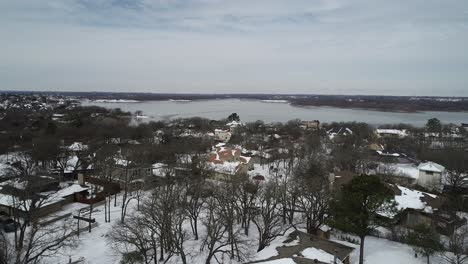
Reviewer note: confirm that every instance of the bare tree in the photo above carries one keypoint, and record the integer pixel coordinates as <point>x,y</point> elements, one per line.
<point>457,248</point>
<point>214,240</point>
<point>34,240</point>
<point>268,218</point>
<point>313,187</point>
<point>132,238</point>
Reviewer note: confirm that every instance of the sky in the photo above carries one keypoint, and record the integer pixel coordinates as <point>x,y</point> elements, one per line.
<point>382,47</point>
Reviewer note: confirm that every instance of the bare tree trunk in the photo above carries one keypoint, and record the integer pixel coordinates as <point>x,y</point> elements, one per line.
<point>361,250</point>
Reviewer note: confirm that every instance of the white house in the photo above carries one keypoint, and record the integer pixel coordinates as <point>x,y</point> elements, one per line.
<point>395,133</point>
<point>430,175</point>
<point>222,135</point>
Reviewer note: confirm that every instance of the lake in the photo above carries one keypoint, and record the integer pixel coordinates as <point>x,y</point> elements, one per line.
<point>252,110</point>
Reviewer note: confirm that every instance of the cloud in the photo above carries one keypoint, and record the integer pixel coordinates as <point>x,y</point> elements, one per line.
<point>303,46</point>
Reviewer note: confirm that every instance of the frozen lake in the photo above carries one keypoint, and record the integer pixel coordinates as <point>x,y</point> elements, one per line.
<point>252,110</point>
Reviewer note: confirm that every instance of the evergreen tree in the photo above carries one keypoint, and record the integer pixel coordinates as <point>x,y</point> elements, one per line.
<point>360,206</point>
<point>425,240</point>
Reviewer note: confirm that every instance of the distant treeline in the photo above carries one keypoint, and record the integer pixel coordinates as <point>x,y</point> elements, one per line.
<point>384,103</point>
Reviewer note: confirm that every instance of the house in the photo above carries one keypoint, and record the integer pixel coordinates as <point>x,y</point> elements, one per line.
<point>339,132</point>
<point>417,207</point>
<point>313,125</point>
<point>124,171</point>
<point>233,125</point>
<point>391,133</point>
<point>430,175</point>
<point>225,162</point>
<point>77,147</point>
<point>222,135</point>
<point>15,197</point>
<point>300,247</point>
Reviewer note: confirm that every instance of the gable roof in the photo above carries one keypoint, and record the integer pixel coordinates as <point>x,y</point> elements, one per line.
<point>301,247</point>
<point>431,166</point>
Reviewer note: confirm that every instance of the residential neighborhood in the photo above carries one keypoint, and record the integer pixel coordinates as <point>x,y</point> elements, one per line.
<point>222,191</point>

______________________________

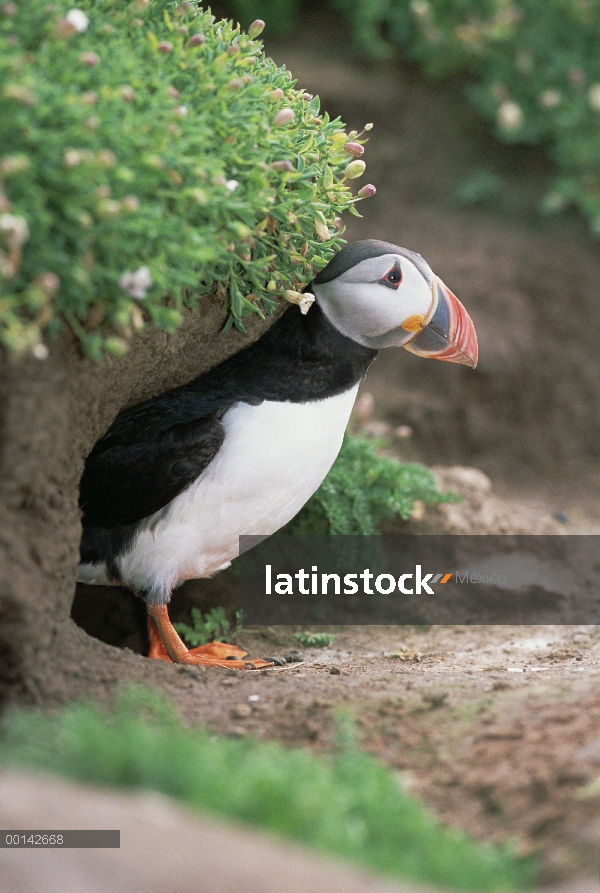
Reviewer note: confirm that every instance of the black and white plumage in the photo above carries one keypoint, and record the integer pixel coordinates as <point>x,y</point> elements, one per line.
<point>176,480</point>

______________________________

▶ **What to do**
List each line of the items above that contains the word "house", copying every such line in full.

▶ **Final result**
Reviewer note: confirm that every instance of the white house in the photo above carries one keypoint, and record the integer pixel coordinates as <point>x,y</point> elements, one per line.
Reviewer note: confirm that every instance of the house in the photo above carries one keypoint, and record the integer pixel coordinates as <point>x,y</point> elements, one per line.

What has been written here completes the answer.